* [SET EXERCISE]: In the text on Alicia Ostriker, at which university did she begin her teaching career?

* [TEXT]:

START

Alicia ostriker dear poet 2016
Personal life and education

Ostriker was born in Brooklyn, New York to David Suskin and Beatrice Linnick Suskin. Her father worked for New York City Parks Department. Her mother read her Shakespeare and Browning, and Alicia began writing poems, as well as drawing, from an early age. Initially, she had hoped to be an artist and studied art as a teenager. Her books, Songs (1969) and A Dream of Springtime (1979), spotlight her own illustrations. Ostriker went to high school at Ethical Culture Fieldston School in 1955.

She holds a bachelor's degree from Brandeis University (1959), and an M.A. (1961) and Ph.D. (1964) from the University of Wisconsin–Madison. Her doctoral dissertation, on the work of William Blake, became her first book, Vision and Verse in William Blake (1965) later, she edited and annotated Blake's complete poems for Penguin Press. Alicia is married to the noted astronomer Jeremiah Ostriker who taught at Princeton University (1971–2001). Based in New York City, she currently teaches poetry at Drew University's Low-Residency MFA Program in poetry and poetry in translation.
Career and work

She began her teaching career at Rutgers University in 1965 and has served as a professor of English there since 1972. In 1969 her first collection of poems, Songs, was published by Holt, Rinehart and Winston.

END

* [SUPPLIED RECORDS]:

START

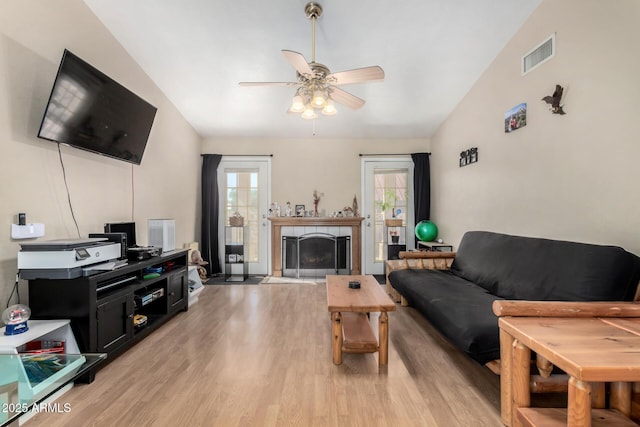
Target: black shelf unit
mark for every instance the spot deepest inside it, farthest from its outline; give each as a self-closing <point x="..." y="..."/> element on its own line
<point x="102" y="306"/>
<point x="236" y="267"/>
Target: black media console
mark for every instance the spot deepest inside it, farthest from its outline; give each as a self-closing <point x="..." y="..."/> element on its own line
<point x="107" y="308"/>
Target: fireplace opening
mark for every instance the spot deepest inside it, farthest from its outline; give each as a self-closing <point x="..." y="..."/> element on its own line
<point x="315" y="255"/>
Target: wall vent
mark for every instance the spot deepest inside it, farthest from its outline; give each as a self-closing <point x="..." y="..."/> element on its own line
<point x="539" y="54"/>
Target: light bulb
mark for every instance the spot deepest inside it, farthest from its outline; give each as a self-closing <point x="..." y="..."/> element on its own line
<point x="297" y="105"/>
<point x="308" y="113"/>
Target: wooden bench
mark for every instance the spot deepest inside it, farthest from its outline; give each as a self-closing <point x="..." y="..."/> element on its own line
<point x="358" y="335"/>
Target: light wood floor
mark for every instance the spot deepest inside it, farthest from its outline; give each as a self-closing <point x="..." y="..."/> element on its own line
<point x="260" y="355"/>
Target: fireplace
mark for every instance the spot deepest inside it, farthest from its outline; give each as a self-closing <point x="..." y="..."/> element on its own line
<point x="315" y="255"/>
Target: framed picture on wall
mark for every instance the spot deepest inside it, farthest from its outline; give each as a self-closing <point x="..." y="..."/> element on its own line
<point x="515" y="118"/>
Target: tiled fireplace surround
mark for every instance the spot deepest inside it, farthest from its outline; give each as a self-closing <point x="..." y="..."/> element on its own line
<point x="298" y="226"/>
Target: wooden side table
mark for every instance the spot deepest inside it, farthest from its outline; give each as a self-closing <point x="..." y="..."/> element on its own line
<point x="435" y="246"/>
<point x="591" y="351"/>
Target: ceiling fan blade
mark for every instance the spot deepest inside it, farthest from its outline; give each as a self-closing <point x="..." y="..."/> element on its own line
<point x="346" y="99"/>
<point x="358" y="75"/>
<point x="297" y="61"/>
<point x="267" y="84"/>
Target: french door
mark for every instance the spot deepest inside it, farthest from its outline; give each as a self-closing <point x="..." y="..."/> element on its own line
<point x="387" y="192"/>
<point x="245" y="186"/>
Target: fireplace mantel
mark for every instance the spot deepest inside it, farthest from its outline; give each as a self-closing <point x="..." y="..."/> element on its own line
<point x="291" y="221"/>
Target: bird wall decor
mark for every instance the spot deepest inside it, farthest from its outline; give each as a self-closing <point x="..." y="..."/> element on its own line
<point x="554" y="100"/>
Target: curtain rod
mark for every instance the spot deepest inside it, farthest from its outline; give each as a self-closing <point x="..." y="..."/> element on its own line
<point x="241" y="155"/>
<point x="385" y="154"/>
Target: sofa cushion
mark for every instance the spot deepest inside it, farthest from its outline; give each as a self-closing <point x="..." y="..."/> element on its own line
<point x="514" y="267"/>
<point x="460" y="310"/>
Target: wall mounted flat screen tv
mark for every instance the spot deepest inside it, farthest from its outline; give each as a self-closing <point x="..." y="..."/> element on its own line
<point x="91" y="111"/>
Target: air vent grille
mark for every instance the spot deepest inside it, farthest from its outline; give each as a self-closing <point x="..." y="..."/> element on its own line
<point x="539" y="55"/>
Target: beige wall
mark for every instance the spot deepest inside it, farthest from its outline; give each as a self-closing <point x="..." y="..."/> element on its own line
<point x="33" y="35"/>
<point x="569" y="177"/>
<point x="300" y="166"/>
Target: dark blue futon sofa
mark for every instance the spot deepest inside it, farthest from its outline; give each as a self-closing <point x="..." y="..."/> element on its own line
<point x="455" y="291"/>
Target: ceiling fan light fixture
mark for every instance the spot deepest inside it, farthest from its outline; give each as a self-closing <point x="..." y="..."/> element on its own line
<point x="309" y="113"/>
<point x="318" y="100"/>
<point x="297" y="104"/>
<point x="330" y="108"/>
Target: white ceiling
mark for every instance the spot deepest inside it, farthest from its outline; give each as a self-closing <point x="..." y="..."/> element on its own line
<point x="196" y="51"/>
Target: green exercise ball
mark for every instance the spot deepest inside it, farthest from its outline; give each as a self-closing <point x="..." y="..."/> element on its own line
<point x="426" y="231"/>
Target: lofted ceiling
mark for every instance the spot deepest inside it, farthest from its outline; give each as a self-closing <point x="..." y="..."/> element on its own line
<point x="196" y="51"/>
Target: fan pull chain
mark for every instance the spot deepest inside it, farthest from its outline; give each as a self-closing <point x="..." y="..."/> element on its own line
<point x="313" y="39"/>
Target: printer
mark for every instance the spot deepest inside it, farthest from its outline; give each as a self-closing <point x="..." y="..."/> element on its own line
<point x="64" y="259"/>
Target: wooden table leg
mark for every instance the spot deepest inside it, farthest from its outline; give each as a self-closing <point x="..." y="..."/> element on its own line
<point x="506" y="354"/>
<point x="520" y="371"/>
<point x="336" y="341"/>
<point x="383" y="338"/>
<point x="579" y="404"/>
<point x="621" y="397"/>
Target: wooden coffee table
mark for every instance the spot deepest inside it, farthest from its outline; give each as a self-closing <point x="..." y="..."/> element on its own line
<point x="350" y="308"/>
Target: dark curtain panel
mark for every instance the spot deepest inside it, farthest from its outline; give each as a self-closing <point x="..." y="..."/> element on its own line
<point x="210" y="209"/>
<point x="421" y="186"/>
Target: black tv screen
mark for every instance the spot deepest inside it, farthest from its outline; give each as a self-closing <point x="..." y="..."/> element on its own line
<point x="91" y="111"/>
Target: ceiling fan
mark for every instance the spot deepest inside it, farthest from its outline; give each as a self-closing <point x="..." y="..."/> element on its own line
<point x="316" y="87"/>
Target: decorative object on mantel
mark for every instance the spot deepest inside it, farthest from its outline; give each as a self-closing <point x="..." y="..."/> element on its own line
<point x="354" y="206"/>
<point x="316" y="87"/>
<point x="468" y="156"/>
<point x="554" y="100"/>
<point x="515" y="118"/>
<point x="236" y="220"/>
<point x="316" y="200"/>
<point x="274" y="210"/>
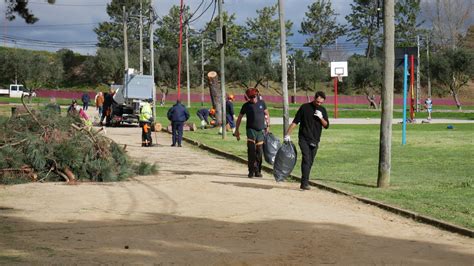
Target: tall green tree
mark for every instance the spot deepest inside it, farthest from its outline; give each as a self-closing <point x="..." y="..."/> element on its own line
<point x="108" y="66"/>
<point x="110" y="33"/>
<point x="263" y="31"/>
<point x="364" y="25"/>
<point x="321" y="26"/>
<point x="407" y="22"/>
<point x="21" y="8"/>
<point x="234" y="35"/>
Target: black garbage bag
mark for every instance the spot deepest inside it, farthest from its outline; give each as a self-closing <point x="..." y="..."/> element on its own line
<point x="271" y="145"/>
<point x="285" y="161"/>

END

* [FULL RESPONSE]: Rutgers University, in 1965.